• Passage provided:
Anyone with a passing familiarity with cancer knows that pancreatic cancer is one of the deadliest forms of the disease. A common refrain is that, in many cases, “by the time it is diagnosed, it is likely too late to be cured.”

This year, nearly 70,000 people in the United States will be diagnosed with pancreatic cancer, and more than 51,000 will die from it, according to the American Cancer Society (ACS). ACS has committed more than $25 million in grants to individuals researching pancreatic cancer; next year, a portion of that money will fund the work of Stephanie Dobersch, Ph.D., a post-doctoral fellow in the Kugel Lab at the Fred Hutch Cancer Center.

Dobersch, 33, joined the lab in 2020, but her collaboration with Principal Investigator Sita Kugel, Ph.D. dates back to 2014 at Harvard Medical School where Dobersch was a research intern.

“I was fortunate enough to directly work with Stephanie when I was a post-doc in Boston,” Kugel said. “She was a Master’s student intern visiting from Germany and I was immediately struck by Stephanie’s attention to detail, scientific creativity, and resilience.”

• Problem set:
(a) In the passage on Stephanie Dobersch, rewrite the part that begins at the words "Anyone with a" and stops after "a research intern.", swapping "Kugel Lab" for "Kugel Laboratory".
(b) Using the passage on Stephanie Dobersch, explain in one to three sentences why pancreatic cancer is seen as one of the deadliest forms of the disease.

• Given records:
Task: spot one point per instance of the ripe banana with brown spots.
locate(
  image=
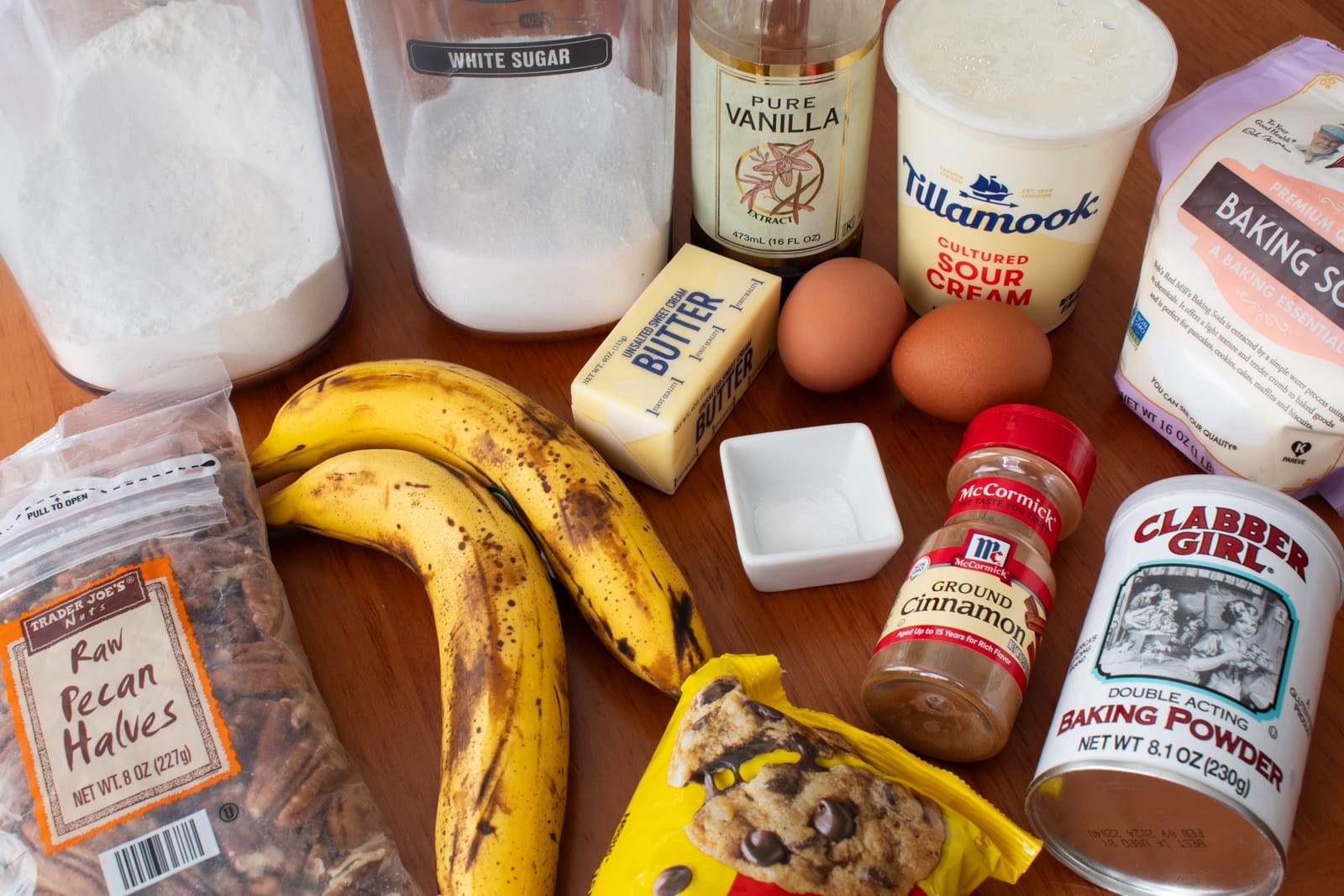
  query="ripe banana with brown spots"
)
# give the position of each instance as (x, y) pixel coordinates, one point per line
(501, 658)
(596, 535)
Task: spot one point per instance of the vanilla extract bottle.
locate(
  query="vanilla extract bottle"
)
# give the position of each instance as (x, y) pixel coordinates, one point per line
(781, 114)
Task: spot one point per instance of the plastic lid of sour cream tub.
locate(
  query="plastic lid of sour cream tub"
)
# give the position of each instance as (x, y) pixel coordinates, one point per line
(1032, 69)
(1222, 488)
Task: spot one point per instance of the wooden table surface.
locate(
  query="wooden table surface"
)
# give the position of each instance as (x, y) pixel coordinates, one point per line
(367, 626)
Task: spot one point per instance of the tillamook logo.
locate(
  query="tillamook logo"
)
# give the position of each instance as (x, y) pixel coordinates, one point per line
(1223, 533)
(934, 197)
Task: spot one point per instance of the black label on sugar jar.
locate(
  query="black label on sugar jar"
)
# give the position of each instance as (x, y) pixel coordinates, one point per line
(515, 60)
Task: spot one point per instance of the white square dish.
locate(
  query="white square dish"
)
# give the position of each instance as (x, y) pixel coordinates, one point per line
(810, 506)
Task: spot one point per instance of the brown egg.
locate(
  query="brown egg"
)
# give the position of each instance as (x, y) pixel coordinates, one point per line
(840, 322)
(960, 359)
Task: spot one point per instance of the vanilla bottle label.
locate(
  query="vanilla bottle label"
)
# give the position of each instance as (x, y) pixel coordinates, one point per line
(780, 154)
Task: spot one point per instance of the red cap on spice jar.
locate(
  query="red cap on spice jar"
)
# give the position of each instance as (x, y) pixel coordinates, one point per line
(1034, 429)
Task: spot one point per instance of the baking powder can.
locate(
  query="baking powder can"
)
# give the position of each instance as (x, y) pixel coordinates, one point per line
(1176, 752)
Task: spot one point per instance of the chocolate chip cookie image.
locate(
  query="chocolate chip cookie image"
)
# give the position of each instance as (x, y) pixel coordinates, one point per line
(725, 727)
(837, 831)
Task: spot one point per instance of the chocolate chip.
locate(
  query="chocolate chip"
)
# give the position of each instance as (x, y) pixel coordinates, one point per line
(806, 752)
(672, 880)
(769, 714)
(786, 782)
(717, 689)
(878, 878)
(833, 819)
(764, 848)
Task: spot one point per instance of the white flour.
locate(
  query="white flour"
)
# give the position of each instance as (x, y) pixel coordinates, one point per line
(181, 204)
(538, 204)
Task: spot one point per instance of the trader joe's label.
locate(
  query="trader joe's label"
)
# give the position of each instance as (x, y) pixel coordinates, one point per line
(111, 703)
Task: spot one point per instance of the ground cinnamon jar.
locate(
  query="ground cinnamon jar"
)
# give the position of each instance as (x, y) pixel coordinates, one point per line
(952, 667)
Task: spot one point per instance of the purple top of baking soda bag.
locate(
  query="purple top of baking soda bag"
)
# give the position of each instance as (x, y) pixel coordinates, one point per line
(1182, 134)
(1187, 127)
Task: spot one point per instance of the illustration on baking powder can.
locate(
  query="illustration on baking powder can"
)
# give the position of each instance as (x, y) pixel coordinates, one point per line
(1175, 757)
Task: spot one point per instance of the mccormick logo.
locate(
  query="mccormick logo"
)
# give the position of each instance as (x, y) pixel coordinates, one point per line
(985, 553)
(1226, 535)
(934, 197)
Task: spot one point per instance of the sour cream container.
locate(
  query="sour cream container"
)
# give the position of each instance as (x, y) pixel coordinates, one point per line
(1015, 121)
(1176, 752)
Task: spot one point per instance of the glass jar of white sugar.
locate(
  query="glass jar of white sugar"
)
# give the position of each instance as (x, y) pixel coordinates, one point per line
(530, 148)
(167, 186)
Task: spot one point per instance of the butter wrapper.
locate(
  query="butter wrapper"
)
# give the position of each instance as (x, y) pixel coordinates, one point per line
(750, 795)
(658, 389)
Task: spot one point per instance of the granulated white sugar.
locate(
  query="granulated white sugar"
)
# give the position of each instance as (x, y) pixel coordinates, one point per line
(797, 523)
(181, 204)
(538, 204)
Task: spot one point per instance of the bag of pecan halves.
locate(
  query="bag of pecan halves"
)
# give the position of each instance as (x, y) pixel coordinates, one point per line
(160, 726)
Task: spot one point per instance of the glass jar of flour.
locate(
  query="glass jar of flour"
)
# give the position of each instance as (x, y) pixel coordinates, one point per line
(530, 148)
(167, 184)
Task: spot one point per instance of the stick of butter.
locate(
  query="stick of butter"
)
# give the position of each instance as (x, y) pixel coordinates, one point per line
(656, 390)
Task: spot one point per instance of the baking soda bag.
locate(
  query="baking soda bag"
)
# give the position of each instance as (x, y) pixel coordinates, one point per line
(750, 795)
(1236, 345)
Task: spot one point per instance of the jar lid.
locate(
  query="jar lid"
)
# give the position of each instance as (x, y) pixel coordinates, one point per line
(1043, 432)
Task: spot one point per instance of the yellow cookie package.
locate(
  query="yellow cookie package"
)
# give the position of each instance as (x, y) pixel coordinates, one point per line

• Responses for each task:
(a)
Anyone with a passing familiarity with cancer knows that pancreatic cancer is one of the deadliest forms of the disease. A common refrain is that, in many cases, “by the time it is diagnosed, it is likely too late to be cured.”

This year, nearly 70,000 people in the United States will be diagnosed with pancreatic cancer, and more than 51,000 will die from it, according to the American Cancer Society (ACS). ACS has committed more than $25 million in grants to individuals researching pancreatic cancer; next year, a portion of that money will fund the work of Stephanie Dobersch, Ph.D., a post-doctoral fellow in the Kugel Laboratory at the Fred Hutch Cancer Center.

Dobersch, 33, joined the lab in 2020, but her collaboration with Principal Investigator Sita Kugel, Ph.D. dates back to 2014 at Harvard Medical School where Dobersch was a research intern.

(b) Pancreatic cancer is seen as one of the deadliest forms of the disease because, in many cases, by the time it is diagnosed, it is likely too late to be cured.